_Text provided_:
The Federal Reserve has a mandate to continue raising rates until it tames inflation, and nobody knows when it will be able to quit. That means the payouts you receive from Annaly might not be as reliable as you want them to be.

The first domino to fall?

On Sept. 29, 2022, shares of Annaly Capital Management fell about 10% overnight in response to an announcement from Invesco Mortgage Capital (IVR -1.39%), one of Annaly's industry peers. Invesco Mortgage cut its quarterly dividend payout from $0.90 per share to $0.65 per share.

Invesco Mortgage Capital said earnings are still strong but the company wants to improve its capital structure. The mortgage REIT had a debt-to-equity ratio of 4.7 as of Aug. 31, 2022. At a glance, this ratio looks significantly better than that of Annaly Capital Management, which reported a debt-to-equity ratio of 5.4 at the end of June.

Reason to buy

Annaly Capital Management and Invesco Mortgage Capital are both mortgage REITs, but their lenders don't perceive them in exactly the same light.

Mortgage REITs use the value of their MBS portfolios to secure relatively low-interest short-term loans. When lenders lose confidence in the value of an mREIT's portfolio they start demanding more cash as collateral. In the early days of COVID-19, Invesco had to severely slash its dividend and liquidate portions of its portfolio to satisfy lenders. Annaly didn't escape entirely unscathed, but it only lowered its payout by 12% per share and it hasn't budged since.

Stored data entries
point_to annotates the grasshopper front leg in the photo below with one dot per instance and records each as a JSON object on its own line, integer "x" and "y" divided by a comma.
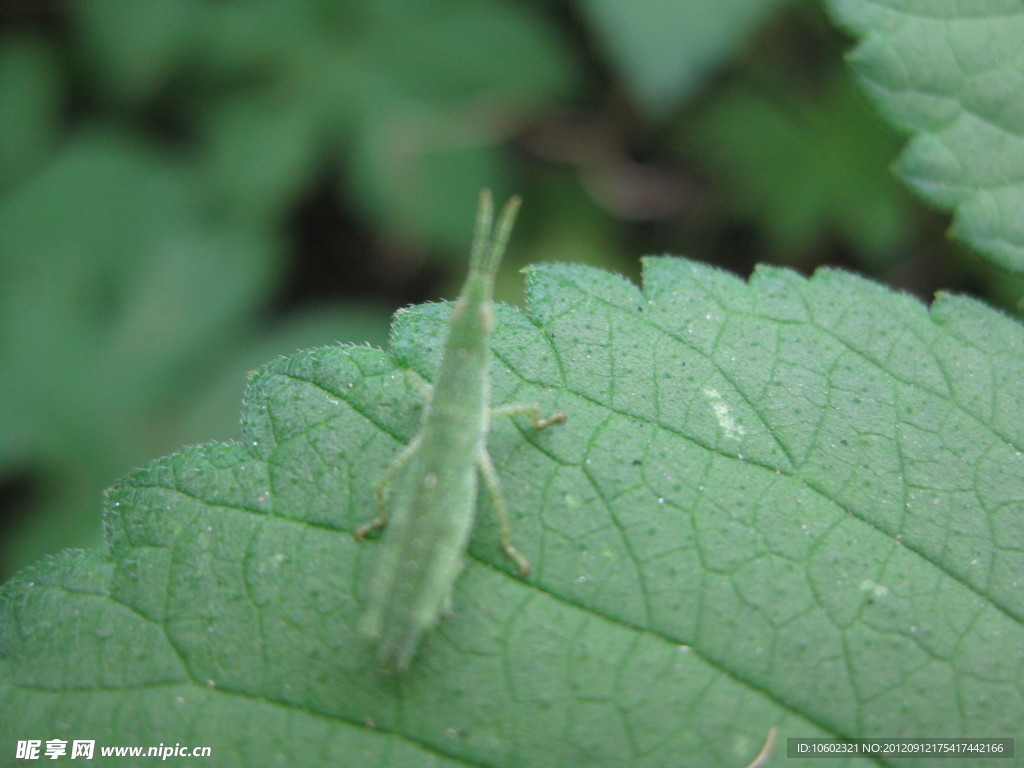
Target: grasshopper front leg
{"x": 399, "y": 461}
{"x": 489, "y": 475}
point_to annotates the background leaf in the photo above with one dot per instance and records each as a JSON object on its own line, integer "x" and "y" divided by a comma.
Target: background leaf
{"x": 949, "y": 75}
{"x": 665, "y": 48}
{"x": 788, "y": 502}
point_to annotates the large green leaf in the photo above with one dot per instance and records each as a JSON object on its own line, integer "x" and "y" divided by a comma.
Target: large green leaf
{"x": 788, "y": 502}
{"x": 949, "y": 74}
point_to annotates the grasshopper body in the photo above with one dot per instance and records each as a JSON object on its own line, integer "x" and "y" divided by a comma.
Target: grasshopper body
{"x": 428, "y": 496}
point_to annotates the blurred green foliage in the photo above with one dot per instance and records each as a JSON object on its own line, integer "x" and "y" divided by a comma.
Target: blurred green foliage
{"x": 188, "y": 187}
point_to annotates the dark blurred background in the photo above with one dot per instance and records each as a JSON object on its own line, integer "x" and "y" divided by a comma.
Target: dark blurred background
{"x": 192, "y": 187}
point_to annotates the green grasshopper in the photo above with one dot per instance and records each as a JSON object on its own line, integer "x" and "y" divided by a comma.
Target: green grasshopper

_Action item_: Extend the passage about Annaly Capital Management's dividend, picking up right after its final sentence. The listing is separate material and has no connection to the passage about Annaly Capital Management's dividend.

_Task answer_:
NLY Dividend Chart

NLY Dividend data by YCharts

The Fed is expected to raise rates again at least a couple more times this year then hopefully relax in 2023. If Annaly can weather the storm, investors who buy the stock on the dip could be rewarded over time. A higher-interest-rate environment should widen the spread between the mortgage-backed securities Annaly adds to its portfolio and its cost of capital. 

Before buying this stock, you need to realize that it could fall hard if the Fed keeps turning the screws in 2023. If that's a risk that you're willing to take, making this stock a small part of a well-diversified portfolio probably isn't a bad idea.